*PROBLEM:*
Rewrite the listing from the line that contains "Mark the dress" through the end of the listing, changing "dress sleeve" to "shirt sleeve" and leaving everything else as it is.

### RECORDS PROVIDED

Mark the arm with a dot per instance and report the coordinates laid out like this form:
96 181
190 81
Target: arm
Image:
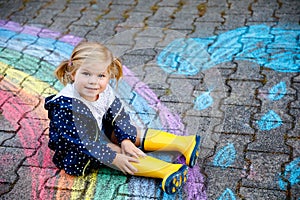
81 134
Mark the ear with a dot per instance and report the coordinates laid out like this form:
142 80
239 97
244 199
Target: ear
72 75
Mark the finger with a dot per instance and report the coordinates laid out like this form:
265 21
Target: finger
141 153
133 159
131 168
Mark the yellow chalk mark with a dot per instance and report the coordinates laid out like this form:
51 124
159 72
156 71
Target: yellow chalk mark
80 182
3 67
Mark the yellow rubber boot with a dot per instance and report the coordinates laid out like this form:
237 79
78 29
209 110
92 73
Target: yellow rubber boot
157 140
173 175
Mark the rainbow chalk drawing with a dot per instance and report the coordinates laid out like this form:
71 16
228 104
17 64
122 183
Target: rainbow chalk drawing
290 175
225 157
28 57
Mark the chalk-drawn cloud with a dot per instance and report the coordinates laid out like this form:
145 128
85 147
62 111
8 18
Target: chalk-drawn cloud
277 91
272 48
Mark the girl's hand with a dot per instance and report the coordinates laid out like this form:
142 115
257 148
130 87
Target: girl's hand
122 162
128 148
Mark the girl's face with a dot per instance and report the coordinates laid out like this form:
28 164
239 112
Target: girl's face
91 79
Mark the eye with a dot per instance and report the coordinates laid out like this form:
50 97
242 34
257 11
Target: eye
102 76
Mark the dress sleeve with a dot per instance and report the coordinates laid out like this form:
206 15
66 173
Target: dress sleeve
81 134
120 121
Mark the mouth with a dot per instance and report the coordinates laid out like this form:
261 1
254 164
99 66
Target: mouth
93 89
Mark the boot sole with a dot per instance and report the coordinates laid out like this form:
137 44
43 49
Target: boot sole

######

*OUTPUT:*
Mark the shirt sleeve with a dot per instance and report the coordinates laid out like this form:
206 15
66 173
Target: shirt sleeve
81 134
120 121
Mark the mouth with a dot per instance and report the coordinates laid out like this form:
261 1
254 164
99 66
Target: mouth
93 89
Mark the boot sole with a dot per instance and report the coordinates laid out like this form:
137 44
43 49
Target: boot sole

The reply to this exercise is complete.